## PASSAGE TO READ
Lords defeat Boris Johnson over care cap that hits poorest with 'catastrophe'

Boris Johnson was tonight dealt a damning Lords defeat over his care cap that will hit Red Wall residents with “catastrophic costs”.

Peers voted 198-158 to remove a last minute shake-up in his plan for care home funding that will mean poorer people pay more.

The Prime Minister will now be forced either to abandon the plan or force it through the Commons for a second time - despite a Tory backlash. When the shake-up last went through the Commons in November, 19 Tory MPs rebelled.

Anita Charlesworth of the Health Foundation said MPs must now reject the Tory shake-up, because they voted "in the dark" before - but multiple reports now show it will devastate poorer care residents.

Prime Minister Boris Johnson talks to resident Kathleen during a visit to Westport Care Home in Stepney Green, east London (PA)

She said: "The government’s amendment is a step in the wrong direction. It has substantial real-world consequences for those with lower assets.”

Under Boris Johnson ’s care funding plan, people will not have to pay more than £86,000 over their lifetimes for care fees from October 2023.

But in a late change, ministers said anything councils pay towards people’s care will not count towards the cap.

The Prime Minister will now be forced either to abandon the plan or force it through the Commons for a second time (Getty Images)

A joint Institute for Fiscal Studies and Health Foundation report said older people with modest levels of wealth will be hit hardest, facing “catastrophic costs”.

Those with assets including their home of £75,000 to £150,000 face the biggest loss of protection.

Someone with around £110,000 in assets could lose 78% of their total wealth even after the cap is in place, while someone with £500,000 could use up only 17%, according to the study.

Labour peer Baroness Wheeler said the shake-up was a “last-minute, hastily scraped together, ill-thought-through mishmash” that was “bombarded” through the Commons without enough scrutiny.

She added: “The bombshell of abandoning the key safeguarding… means poorer people will be exposed to the same care costs as the very wealthiest in society.

“Someone with assets of £100,000 loses almost everything, whereas someone with assets worth £1m and over will keep almost everything.”

A DHSC chart suggests someone with just over £100,000 of wealth will lose around 70% of it in a decade, compared to just under 60% in previously proposed reforms.

## RECORD EXTRACTS

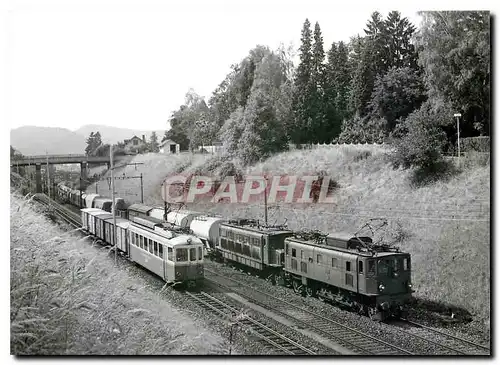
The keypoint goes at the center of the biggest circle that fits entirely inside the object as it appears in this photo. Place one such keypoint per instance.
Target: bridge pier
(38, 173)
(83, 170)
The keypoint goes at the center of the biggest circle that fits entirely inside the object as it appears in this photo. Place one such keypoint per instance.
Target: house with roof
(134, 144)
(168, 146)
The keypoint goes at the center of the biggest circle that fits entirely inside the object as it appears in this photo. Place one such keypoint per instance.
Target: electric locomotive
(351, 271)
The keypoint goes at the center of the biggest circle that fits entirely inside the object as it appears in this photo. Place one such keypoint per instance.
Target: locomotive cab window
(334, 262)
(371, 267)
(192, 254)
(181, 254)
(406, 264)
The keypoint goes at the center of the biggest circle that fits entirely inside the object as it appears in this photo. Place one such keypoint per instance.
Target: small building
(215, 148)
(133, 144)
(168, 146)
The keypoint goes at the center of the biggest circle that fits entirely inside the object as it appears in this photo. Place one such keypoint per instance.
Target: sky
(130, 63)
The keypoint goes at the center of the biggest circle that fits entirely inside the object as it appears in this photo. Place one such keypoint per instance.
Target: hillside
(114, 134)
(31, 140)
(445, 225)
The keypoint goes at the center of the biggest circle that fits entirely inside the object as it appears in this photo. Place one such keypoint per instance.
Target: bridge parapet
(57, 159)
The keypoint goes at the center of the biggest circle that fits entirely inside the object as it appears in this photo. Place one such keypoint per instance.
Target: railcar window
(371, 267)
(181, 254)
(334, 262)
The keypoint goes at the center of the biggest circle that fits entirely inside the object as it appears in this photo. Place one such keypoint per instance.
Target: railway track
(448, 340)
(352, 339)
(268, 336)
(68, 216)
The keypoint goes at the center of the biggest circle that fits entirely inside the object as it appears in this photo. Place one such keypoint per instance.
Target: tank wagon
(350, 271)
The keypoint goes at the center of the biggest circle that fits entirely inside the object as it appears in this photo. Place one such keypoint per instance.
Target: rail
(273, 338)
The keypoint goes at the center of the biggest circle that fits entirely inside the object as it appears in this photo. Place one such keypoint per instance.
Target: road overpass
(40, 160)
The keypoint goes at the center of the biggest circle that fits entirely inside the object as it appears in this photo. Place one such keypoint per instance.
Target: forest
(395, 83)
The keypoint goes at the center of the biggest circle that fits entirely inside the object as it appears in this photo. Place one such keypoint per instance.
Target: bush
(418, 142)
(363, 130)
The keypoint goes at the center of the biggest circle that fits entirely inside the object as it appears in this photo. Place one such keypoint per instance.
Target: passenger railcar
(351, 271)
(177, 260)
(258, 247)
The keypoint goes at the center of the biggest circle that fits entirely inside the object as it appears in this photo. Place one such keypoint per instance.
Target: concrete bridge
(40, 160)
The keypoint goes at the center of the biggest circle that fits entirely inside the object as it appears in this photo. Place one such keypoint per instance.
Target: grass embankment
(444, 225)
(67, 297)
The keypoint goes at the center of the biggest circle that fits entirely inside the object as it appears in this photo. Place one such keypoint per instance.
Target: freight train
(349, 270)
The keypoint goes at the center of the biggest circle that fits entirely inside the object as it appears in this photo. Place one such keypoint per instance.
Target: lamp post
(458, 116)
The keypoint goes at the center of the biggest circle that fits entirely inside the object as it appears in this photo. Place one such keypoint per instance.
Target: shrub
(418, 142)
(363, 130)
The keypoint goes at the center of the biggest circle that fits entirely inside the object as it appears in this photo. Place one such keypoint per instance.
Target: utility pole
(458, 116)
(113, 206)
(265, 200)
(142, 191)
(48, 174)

## USING THE INFORMATION
- A) Answer these questions using the article on the Lords care cap vote:
(i) By what vote did the peers defeat the change?
(ii) What is the lifetime limit on care fees under the plan, and from when does it apply?
(iii) How many Tory MPs rebelled when the change went through the Commons in November?
- B) Continue the article on the Lords care cap vote from its last sentence.
The records can be ignored.

## WRITTEN RESPONSES
- A)
(i) 198-158
(ii) £86,000, from October 2023
(iii) 19

- B)
The government insists other people will be better off - and everyone will be better off than the current system.

It was one of a string of defeats peers inflicted on the Tory government over the Health and Care Bill.

Peers voted 187-143 for a move led by Tory former health secretary Lord Lansley, forcing ministers to implement the original plans for a social care cap by April next year.

Peers also backed a move to prevent coroners being able to access confidential "safe space'' information collected by healthcare investigators.

Charts show how care home users' assets will deplete under different Tory plans. The green line is the new plan, the orange line is the old plan, and the blue line is how things are now (Department of Health and Social Care)

The House of Lords backed measures to retain the current "safe haven" for NHS data by 207 votes to 169, majority 38.

And peers passed an amendment demanding safeguards over the discharge of patients from hospital, including ensuring the consultation of carers.

Liberal Democrat Lords Spokesperson for Health, Baroness Sal Brinton, said: “This Conservative Government’s plans come nowhere near fulfilling Boris Johnson’s election promise on the steps of Downing Street to ‘fix’ the ongoing crisis in social care. These unfair and divisive plans will not stop people needing to sell their homes to pay for care and is yet another broken promise.

"The vote tonight shows that the Liberal Democrats and others are fighting hard for a fair and long-term solution to the social care crisis and are holding this Government to account.”